Stated goal.
Copy out every line from the one containing "query: tree trunk" down to the last line of the records, both ends included, with nothing changed.

(Stored data entries)

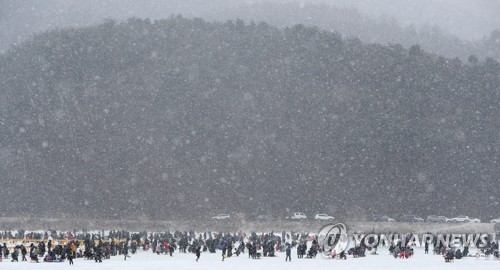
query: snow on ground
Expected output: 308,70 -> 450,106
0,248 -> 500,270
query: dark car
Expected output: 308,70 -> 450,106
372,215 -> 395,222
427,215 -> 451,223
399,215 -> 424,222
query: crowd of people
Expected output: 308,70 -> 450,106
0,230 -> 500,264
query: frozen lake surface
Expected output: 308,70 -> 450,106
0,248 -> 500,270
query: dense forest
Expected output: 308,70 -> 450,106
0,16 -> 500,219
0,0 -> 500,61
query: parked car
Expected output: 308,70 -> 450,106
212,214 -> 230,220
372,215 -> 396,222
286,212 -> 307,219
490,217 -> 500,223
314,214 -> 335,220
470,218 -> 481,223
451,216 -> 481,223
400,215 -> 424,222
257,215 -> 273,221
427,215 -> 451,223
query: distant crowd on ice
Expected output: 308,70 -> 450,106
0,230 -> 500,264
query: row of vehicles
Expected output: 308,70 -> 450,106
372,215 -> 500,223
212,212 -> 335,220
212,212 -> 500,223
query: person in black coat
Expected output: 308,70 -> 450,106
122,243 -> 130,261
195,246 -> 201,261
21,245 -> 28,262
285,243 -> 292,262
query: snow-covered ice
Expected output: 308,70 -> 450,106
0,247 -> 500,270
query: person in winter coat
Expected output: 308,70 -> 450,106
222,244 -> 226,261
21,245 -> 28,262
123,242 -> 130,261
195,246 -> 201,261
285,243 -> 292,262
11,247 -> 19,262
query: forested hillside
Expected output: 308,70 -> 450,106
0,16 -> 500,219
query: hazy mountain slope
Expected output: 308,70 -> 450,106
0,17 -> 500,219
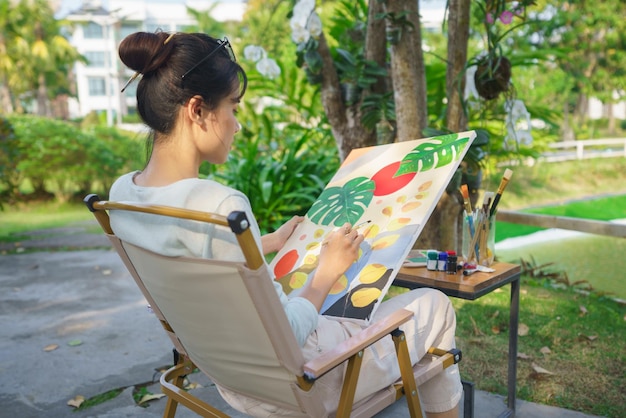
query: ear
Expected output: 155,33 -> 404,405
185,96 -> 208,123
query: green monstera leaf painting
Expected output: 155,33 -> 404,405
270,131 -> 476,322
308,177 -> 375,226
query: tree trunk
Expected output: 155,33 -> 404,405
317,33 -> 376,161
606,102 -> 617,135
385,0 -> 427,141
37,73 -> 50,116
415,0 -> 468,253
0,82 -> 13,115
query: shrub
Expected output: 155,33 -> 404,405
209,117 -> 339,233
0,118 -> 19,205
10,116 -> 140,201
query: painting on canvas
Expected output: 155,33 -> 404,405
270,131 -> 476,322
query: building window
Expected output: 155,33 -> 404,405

Response to this exercise.
query: tree trunk
Expected output: 155,33 -> 404,405
317,33 -> 376,161
606,102 -> 617,135
385,0 -> 427,141
37,73 -> 50,116
415,0 -> 468,253
0,82 -> 13,115
query: shrub
Expected output: 155,33 -> 404,405
209,117 -> 339,233
0,118 -> 19,205
10,116 -> 140,201
query: painting on canvas
Expected output: 155,33 -> 404,405
270,131 -> 476,322
query: building window
Expected output: 155,33 -> 404,405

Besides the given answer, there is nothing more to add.